Take the data that follows and retype it word for word.

────

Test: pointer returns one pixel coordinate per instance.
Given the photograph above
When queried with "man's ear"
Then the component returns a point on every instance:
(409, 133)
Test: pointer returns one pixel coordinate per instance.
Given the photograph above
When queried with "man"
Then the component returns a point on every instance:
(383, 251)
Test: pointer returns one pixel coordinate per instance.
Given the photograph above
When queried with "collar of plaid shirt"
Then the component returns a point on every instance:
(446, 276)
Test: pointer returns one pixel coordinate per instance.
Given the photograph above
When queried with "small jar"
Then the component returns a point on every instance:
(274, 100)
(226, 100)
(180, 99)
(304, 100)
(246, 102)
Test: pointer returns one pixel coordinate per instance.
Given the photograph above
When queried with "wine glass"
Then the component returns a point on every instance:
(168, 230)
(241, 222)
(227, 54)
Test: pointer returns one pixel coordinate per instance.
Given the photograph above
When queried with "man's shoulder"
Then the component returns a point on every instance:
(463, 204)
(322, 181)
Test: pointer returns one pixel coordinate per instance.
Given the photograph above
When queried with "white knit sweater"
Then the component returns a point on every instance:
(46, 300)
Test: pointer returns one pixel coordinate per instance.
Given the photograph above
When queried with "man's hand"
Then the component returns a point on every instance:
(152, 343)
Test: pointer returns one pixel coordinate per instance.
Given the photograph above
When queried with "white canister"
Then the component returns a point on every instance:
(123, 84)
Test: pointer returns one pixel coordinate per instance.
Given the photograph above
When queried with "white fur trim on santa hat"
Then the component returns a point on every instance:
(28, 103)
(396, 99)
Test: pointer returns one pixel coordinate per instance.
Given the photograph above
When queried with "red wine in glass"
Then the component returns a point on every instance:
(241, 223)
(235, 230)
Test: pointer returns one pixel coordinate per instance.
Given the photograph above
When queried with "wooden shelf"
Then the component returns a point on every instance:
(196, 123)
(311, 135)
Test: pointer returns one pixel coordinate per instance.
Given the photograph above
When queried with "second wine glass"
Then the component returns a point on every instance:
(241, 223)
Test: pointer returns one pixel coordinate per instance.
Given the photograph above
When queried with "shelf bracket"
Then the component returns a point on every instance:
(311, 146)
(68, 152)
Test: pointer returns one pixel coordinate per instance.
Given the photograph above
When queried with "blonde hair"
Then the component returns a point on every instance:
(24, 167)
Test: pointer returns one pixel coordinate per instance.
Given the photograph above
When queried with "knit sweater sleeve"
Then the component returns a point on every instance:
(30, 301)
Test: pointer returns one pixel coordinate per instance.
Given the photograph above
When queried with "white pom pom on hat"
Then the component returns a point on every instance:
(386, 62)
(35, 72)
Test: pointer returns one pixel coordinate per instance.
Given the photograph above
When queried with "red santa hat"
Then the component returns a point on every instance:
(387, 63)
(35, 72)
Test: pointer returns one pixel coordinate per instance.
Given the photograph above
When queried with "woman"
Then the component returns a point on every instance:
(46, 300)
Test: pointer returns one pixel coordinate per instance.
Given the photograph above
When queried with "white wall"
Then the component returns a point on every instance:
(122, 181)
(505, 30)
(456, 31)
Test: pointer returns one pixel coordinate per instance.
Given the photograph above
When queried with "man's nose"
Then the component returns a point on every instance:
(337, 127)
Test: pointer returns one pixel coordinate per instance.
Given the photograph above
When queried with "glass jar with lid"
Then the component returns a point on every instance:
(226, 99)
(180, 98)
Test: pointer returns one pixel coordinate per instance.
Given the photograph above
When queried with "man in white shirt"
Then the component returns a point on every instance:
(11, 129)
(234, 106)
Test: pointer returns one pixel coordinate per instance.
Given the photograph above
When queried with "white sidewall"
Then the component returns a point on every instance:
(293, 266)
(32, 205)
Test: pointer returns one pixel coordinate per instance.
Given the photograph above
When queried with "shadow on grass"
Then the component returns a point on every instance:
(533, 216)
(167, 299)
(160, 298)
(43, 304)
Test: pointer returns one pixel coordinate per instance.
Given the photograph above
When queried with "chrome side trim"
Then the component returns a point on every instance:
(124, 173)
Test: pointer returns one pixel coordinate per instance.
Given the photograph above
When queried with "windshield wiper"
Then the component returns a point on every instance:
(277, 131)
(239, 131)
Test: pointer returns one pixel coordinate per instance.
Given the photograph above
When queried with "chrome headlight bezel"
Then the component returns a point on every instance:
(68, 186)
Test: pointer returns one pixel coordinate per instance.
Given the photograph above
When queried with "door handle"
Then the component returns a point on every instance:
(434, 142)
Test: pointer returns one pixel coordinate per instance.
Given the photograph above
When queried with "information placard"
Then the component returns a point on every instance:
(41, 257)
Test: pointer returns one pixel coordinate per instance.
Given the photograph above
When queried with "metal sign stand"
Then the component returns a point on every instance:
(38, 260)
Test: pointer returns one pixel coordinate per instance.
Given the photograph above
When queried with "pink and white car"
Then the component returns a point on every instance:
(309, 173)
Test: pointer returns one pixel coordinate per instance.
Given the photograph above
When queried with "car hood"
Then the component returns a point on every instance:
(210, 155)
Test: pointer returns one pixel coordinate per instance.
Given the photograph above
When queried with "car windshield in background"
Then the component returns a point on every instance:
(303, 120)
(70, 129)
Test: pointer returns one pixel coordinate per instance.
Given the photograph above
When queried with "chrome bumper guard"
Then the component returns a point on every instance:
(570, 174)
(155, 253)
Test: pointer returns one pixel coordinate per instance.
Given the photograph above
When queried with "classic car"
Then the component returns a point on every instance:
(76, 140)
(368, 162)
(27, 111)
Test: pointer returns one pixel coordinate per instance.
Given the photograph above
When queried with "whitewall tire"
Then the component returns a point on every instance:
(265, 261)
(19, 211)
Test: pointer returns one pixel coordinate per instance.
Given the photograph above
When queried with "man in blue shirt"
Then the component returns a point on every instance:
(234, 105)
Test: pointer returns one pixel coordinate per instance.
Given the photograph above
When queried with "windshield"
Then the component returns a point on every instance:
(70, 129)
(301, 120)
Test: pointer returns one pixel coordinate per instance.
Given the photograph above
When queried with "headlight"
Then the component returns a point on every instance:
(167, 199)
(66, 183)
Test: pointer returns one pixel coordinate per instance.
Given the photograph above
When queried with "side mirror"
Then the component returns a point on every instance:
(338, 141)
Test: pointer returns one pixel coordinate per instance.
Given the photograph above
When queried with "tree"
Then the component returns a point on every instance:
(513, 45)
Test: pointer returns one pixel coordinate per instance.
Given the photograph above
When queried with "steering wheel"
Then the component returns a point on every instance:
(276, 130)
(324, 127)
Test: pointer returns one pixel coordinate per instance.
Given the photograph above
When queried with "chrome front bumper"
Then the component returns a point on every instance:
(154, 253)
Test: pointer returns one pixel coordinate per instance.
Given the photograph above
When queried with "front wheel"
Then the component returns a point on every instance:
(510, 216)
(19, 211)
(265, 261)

────

* Full answer
Test: pointer returns one pixel coordinate per instance.
Given the photograph above
When queried with "man's ear"
Then the component returns a point on every instance:
(409, 133)
Test: pointer returns one pixel coordinate per instance.
Given the photograph above
When queried with "man"
Then the component returns a point on every instance:
(383, 251)
Test: pointer returns one pixel coordinate per instance.
Given the photograph above
When queried with "collar of plaid shirt"
Then the component returns a point on every instance:
(446, 276)
Test: pointer returns one pixel coordinate per instance.
Given the photograph above
When queried with "small jar"
Then the component returns a point on every instance:
(274, 100)
(226, 100)
(180, 99)
(304, 100)
(246, 102)
Test: pointer returns one pixel coordinate per instance.
Given the photograph above
When queried with "wine glass"
Then the component returns a point on every instance:
(168, 230)
(241, 222)
(227, 54)
Test: pointer returns one pixel coordinate per instance.
Given the photograph above
When queried with "man's shoulder"
Then the component returns a point on every instance:
(463, 204)
(322, 181)
Test: pointer returns one pixel coordinate per instance.
Given the photograph above
When queried with "white knit sweater"
Then the component returns a point on every instance:
(46, 300)
Test: pointer returns one pixel coordinate per instance.
Given the photograph above
When queried with "man's hand"
Then the component returns a point on every instance:
(152, 343)
Test: pointer returns one pixel coordinate per instance.
Given the photograph above
When queried with "white canister"
Then the component returns a point on every instance:
(123, 84)
Test: pointer returns one pixel coordinate per instance.
Given the photograph above
When queried with "white fur trim on santa hat"
Then the component returns a point on every instance:
(28, 103)
(396, 99)
Test: pointer returns one pixel coordinate per instance.
Given the photograph above
When queried with "red wine in glass"
Then the component returns a point on every instance:
(241, 223)
(235, 230)
Test: pointer returns one pixel coordinate per instance.
Given the photograph above
When queried with "wooden shelf"
Then the component returns a point on every instance:
(196, 123)
(311, 135)
Test: pointer returns one pixel coordinate per instance.
Given the photograph above
When queried with "second wine glass"
Then the component returns a point on every instance:
(241, 223)
Test: pointer returns one pixel coordinate per instance.
Given the photograph above
When queried with "shelf bracket"
Then the component returns a point on every instance:
(311, 146)
(68, 152)
Test: pointer returns one pixel coordinate per instance.
Given the photograph above
When queried with "blonde hair"
Then the component returns a point on every instance:
(24, 167)
Test: pointer returns one pixel coordinate per instance.
Given the photograph above
When queried with "knit sweater sleeve"
Then the component returns a point on every instance:
(30, 301)
Test: pointer returns one pixel coordinate per instance.
Given the photograph above
When queried with "white pom pom on hat"
Then the component returns a point on every instance:
(386, 62)
(35, 72)
Test: pointer returns one pixel coordinate per instance.
Given the photograph above
When queried with "red santa hat"
Then the component returns a point on every instance:
(387, 63)
(35, 72)
Test: pointer returns one pixel coordinate per instance.
Given the photograph above
When queried with "woman"
Then the component returns a point on every instance:
(46, 300)
Test: pointer returns one pixel coordinate per instance.
Given the photograph above
When queried with "white wall"
Then the component returns a point on every instance:
(122, 181)
(505, 30)
(456, 31)
Test: pointer returns one pixel coordinate per instance.
Given the photograph above
When queried with "man's nose"
Then the component returns a point on every instance:
(337, 127)
Test: pointer returns one pixel coordinate per instance.
Given the photograph above
When queried with "glass jar with lid"
Then the component returns a point on every instance:
(226, 99)
(180, 98)
Test: pointer returns one pixel coordinate per instance.
Given the photograph above
When queried with "man in white shirt"
Then the component returns a point on every instance:
(11, 129)
(234, 106)
Test: pointer returns one pixel coordinate per instance.
Given the photograph above
When queried with "white sidewall"
Then the component returns a point on every instance:
(293, 266)
(32, 205)
Test: pointer returns one pixel coordinate per instance.
Given the photograph above
When queried with "shadow on grass"
Then the component returns a point on every instance:
(533, 216)
(167, 299)
(160, 298)
(43, 304)
Test: pointer returns one pixel coordinate per instance.
Given the photograph above
When queried with "chrome side trim"
Then the component returns a point on every instance:
(124, 173)
Test: pointer returns one pixel coordinate per instance.
Given the photograph above
When queried with "windshield wiper"
Then the component returns a point on every instance:
(277, 131)
(239, 131)
Test: pointer returns one pixel coordinate per instance.
Given the photograph above
When queried with "chrome headlight bezel"
Then the component returns a point on every instance:
(68, 186)
Test: pointer returns one pixel coordinate per instance.
Given the photograph above
When queried with "door handle"
Then the component returns a point on every instance:
(434, 142)
Test: pointer returns one pixel coordinate per instance.
Given the photograph above
When queried with "information placard"
Then the component returns a point on every instance:
(41, 257)
Test: pointer returns one pixel coordinate per instance.
Given the photograph above
When queried with "metal sign stand"
Then the component returns a point on every instance:
(38, 260)
Test: pointer returns one pixel coordinate per instance.
Given the photograph above
When queried with "pink and white car"
Then the component returns a point on every instance:
(309, 173)
Test: pointer returns one pixel coordinate per instance.
Given the photograph above
When queried with "car hood"
Then the component returns a point on every instance:
(210, 155)
Test: pointer returns one pixel coordinate per instance.
Given the photograph above
When queried with "car windshield in background"
Then the component returns a point on every instance:
(303, 120)
(70, 129)
Test: pointer returns one pixel coordinate per instance.
Given the photograph above
When queried with "chrome bumper guard"
Then the component returns a point on every instance:
(570, 174)
(155, 253)
Test: pointer returns one pixel coordinate per instance.
Given the photograph above
When queried with "classic car"
Then the component returns a point on every instance:
(76, 140)
(368, 162)
(27, 111)
Test: pointer returns one pixel coordinate per instance.
Given the photograph above
When queried with "whitewall tire"
Then the component returns a point on every instance:
(265, 261)
(19, 211)
Test: pointer returns one pixel coordinate per instance.
Given the photograph above
When queried with "man in blue shirt"
Then the component returns a point on every instance:
(234, 105)
Test: pointer returns one pixel coordinate per instance.
Given the photograph above
When queried with "windshield"
Then the component returns a point on every instance:
(70, 129)
(301, 120)
Test: pointer returns one pixel coordinate per instance.
Given the photograph above
When queried with "headlight"
Then the component returns a point on every instance:
(167, 199)
(66, 183)
Test: pointer returns one pixel coordinate per instance.
Given the photograph above
When queried with "side mirror"
Then the component returns a point on every instance:
(338, 141)
Test: pointer returns one pixel coordinate per instance.
Given the photograph above
When queried with "tree"
Then the component returns a point on every instance:
(513, 45)
Test: pointer returns one pixel coordinate per instance.
Given the photograph above
When queried with "steering wheel"
Then the component returns a point on every instance:
(276, 130)
(324, 127)
Test: pointer returns one pixel coordinate per instance.
Given the photograph above
When queried with "chrome front bumper"
Then the component returns a point on every instance:
(154, 253)
Test: pointer returns one pixel coordinate per instance.
Given the photograph above
When queried with "front wheel"
Then the component returns a point on every instance:
(510, 216)
(19, 211)
(265, 261)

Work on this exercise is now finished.